**REQUIRED WORK:** Please reproduce everything from the start of the material down to the line containing "xmin=512 ymin=202 xmax=529 ymax=210", requests included, scaling every bounding-box coordinate in the answers by 1.65 and rounding to whole numbers with halves rounded up. Leave the pictures out.

Object detection data:
··········

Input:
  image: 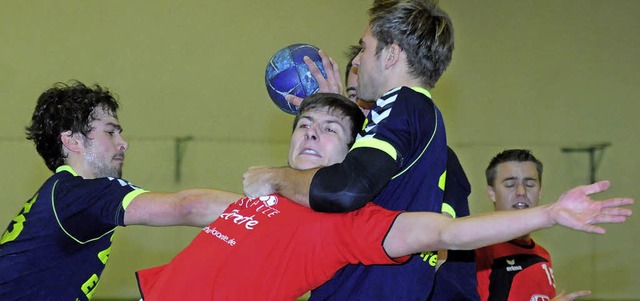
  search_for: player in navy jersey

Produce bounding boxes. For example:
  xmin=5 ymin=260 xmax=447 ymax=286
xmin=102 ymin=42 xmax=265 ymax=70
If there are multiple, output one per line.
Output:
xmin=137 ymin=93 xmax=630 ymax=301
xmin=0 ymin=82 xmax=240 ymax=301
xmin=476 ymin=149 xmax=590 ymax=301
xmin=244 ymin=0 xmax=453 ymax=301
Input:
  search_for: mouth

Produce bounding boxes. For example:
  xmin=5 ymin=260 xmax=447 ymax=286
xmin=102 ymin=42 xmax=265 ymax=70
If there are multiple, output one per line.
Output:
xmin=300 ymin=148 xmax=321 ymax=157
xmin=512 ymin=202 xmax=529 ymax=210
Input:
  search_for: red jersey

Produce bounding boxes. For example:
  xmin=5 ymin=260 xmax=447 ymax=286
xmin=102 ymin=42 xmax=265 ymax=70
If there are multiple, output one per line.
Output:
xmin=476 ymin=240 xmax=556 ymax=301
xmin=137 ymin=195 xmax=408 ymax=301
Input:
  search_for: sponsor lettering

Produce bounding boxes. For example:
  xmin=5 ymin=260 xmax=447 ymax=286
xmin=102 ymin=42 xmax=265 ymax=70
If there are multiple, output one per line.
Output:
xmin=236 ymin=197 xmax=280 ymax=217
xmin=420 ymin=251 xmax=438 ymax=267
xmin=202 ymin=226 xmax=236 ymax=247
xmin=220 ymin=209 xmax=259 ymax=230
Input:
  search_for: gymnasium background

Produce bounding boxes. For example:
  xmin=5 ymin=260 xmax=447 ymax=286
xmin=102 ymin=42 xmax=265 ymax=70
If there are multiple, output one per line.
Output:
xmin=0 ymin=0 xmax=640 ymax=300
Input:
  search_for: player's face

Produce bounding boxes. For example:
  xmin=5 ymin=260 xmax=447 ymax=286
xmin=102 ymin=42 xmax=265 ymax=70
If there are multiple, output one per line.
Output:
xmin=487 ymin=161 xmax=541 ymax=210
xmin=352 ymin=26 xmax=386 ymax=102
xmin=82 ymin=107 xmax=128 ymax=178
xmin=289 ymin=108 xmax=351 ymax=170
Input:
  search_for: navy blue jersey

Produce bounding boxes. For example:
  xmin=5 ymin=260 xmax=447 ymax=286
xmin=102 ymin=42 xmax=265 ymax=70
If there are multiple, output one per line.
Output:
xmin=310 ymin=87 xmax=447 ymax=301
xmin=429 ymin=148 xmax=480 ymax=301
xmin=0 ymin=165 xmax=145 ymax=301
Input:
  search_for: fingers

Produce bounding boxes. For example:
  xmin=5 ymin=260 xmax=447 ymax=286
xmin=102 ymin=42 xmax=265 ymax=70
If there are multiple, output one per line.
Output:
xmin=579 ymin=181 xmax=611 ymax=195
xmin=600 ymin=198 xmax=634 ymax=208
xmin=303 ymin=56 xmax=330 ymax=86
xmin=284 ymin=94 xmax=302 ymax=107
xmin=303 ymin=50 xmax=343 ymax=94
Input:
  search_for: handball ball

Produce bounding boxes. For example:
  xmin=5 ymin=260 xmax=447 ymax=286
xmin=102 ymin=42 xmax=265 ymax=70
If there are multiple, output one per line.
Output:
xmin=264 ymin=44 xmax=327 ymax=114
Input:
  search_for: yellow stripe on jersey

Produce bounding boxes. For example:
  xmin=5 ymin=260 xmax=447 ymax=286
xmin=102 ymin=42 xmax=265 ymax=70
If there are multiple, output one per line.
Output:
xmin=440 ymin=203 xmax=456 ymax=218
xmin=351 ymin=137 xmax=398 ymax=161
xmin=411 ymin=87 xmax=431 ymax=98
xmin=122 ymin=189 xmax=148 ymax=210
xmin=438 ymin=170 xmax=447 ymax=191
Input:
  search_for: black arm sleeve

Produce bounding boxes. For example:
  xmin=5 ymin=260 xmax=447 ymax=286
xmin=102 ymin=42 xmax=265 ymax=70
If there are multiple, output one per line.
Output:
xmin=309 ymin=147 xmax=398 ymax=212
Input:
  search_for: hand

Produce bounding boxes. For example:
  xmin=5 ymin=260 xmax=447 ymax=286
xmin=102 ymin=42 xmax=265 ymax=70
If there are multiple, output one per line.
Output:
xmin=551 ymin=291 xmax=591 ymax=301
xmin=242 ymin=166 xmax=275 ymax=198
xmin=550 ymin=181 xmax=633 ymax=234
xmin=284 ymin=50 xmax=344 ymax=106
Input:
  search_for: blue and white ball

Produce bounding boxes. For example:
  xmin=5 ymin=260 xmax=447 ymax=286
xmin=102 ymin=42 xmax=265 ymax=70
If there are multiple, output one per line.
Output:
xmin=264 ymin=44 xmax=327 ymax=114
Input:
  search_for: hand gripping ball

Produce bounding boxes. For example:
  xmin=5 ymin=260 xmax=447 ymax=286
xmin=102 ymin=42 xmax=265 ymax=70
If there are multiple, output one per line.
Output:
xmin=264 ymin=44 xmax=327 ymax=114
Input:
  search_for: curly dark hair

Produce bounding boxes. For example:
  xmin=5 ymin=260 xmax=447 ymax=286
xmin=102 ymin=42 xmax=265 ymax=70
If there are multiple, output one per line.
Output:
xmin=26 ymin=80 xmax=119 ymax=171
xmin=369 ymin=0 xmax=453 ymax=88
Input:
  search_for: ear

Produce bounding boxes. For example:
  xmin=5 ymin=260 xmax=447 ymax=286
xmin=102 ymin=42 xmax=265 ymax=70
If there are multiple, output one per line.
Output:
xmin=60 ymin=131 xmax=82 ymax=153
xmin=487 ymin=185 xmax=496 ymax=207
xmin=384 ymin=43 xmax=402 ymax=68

··········

**SOLVED EXERCISE:**
Input:
  image: 
  search_for: player in navy jersey

Produce bounding boxes. For example:
  xmin=5 ymin=260 xmax=447 ymax=286
xmin=102 ymin=42 xmax=265 ymax=70
If there are multiple, output one per line.
Output:
xmin=226 ymin=153 xmax=1040 ymax=497
xmin=0 ymin=135 xmax=396 ymax=497
xmin=785 ymin=246 xmax=974 ymax=497
xmin=403 ymin=0 xmax=747 ymax=497
Input:
  search_for: mouth

Produce bounding boxes. For example:
  xmin=5 ymin=260 xmax=447 ymax=286
xmin=102 ymin=42 xmax=265 ymax=70
If there are multiple, output one per line.
Output:
xmin=495 ymin=244 xmax=530 ymax=259
xmin=845 ymin=333 xmax=873 ymax=347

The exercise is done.